[Data Boundary: Start]

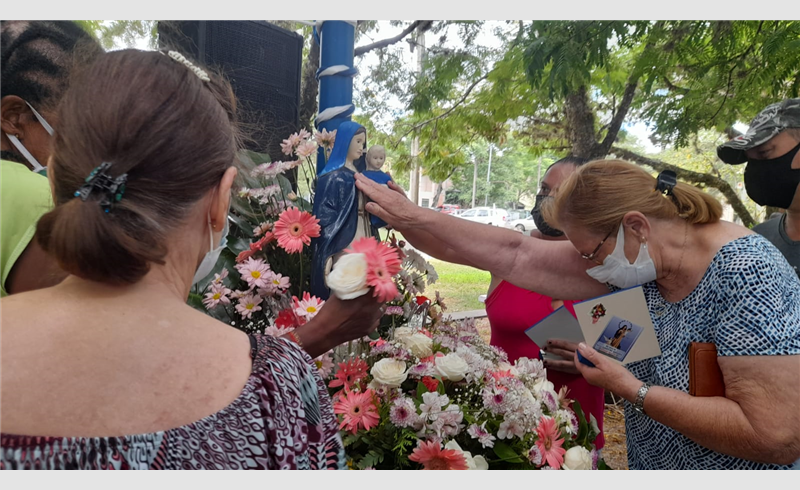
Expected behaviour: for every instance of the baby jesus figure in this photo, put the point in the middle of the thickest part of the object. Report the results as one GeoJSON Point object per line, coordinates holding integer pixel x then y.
{"type": "Point", "coordinates": [376, 157]}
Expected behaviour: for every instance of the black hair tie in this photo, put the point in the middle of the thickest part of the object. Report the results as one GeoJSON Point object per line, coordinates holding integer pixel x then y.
{"type": "Point", "coordinates": [666, 182]}
{"type": "Point", "coordinates": [111, 188]}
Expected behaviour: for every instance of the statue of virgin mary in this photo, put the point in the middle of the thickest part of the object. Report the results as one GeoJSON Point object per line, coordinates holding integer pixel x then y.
{"type": "Point", "coordinates": [339, 205]}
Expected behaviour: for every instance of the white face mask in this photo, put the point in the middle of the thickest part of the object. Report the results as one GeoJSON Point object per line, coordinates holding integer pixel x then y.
{"type": "Point", "coordinates": [37, 167]}
{"type": "Point", "coordinates": [617, 271]}
{"type": "Point", "coordinates": [210, 259]}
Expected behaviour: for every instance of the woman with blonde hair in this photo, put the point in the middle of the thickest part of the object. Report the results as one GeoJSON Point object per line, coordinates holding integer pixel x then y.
{"type": "Point", "coordinates": [704, 280]}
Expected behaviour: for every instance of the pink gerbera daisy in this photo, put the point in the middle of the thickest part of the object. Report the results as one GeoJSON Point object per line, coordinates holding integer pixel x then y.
{"type": "Point", "coordinates": [254, 272]}
{"type": "Point", "coordinates": [358, 411]}
{"type": "Point", "coordinates": [548, 443]}
{"type": "Point", "coordinates": [248, 305]}
{"type": "Point", "coordinates": [308, 307]}
{"type": "Point", "coordinates": [295, 228]}
{"type": "Point", "coordinates": [306, 149]}
{"type": "Point", "coordinates": [382, 264]}
{"type": "Point", "coordinates": [432, 457]}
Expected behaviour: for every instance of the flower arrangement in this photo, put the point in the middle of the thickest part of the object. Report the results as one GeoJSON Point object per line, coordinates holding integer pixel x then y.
{"type": "Point", "coordinates": [260, 283]}
{"type": "Point", "coordinates": [422, 392]}
{"type": "Point", "coordinates": [441, 398]}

[Data Boundary: End]

- _Required action_
Please retype the records above exactly, excluding every picture.

- _Answer to the problem_
Expected behaviour: for every instance of the baby jesus figure in this photo, put the point in the middle of the thickest part of the object. Report the results as one GeoJSON Point object per line, coordinates holding integer pixel x then y.
{"type": "Point", "coordinates": [376, 157]}
Expected behaviour: for every instance of the black hair tie in this photo, put the point in the middle of the thickest part of the object. Report the results as one GeoJSON Point object per line, coordinates holding integer pixel x then y.
{"type": "Point", "coordinates": [666, 182]}
{"type": "Point", "coordinates": [111, 188]}
Expected behaviour: for every instance of the statue of virgin mary in this photo, put the point in the middle of the thickest part of the object. Report the results as one GeoJSON Point object per line, coordinates holding integer pixel x then y.
{"type": "Point", "coordinates": [339, 205]}
Expected behaviour: for every instance of the white face mask in this photo, put the point in the middle of the thickest part of the object. Report the results as one GeoJSON Point object per line, coordinates holding integer pixel x then y.
{"type": "Point", "coordinates": [37, 167]}
{"type": "Point", "coordinates": [617, 271]}
{"type": "Point", "coordinates": [210, 259]}
Expected behaviour: for every instance of the woman with blonde hair in this photo, put the point in the middle of the thickest part of the object. Report the results as one GeoJSON Point object per line, coordinates holding integer pixel x then y.
{"type": "Point", "coordinates": [704, 280]}
Expected behaviour: for every instance of the pink gerbera daisy in this photo, put the point in the middle of the thickest part of the object. Report the results as one GeoJSON Point object per line, coordinates holding integer pixel x then y.
{"type": "Point", "coordinates": [254, 272]}
{"type": "Point", "coordinates": [358, 411]}
{"type": "Point", "coordinates": [548, 443]}
{"type": "Point", "coordinates": [248, 305]}
{"type": "Point", "coordinates": [308, 307]}
{"type": "Point", "coordinates": [295, 228]}
{"type": "Point", "coordinates": [306, 149]}
{"type": "Point", "coordinates": [382, 264]}
{"type": "Point", "coordinates": [432, 457]}
Expected behaviour: for every instance of the flower arrangement in this photo, put the point in the middle of the thickest part of the object. Report the results as one GeoJSON Point object per line, coordinates holding integer pixel x then y.
{"type": "Point", "coordinates": [260, 283]}
{"type": "Point", "coordinates": [422, 392]}
{"type": "Point", "coordinates": [441, 398]}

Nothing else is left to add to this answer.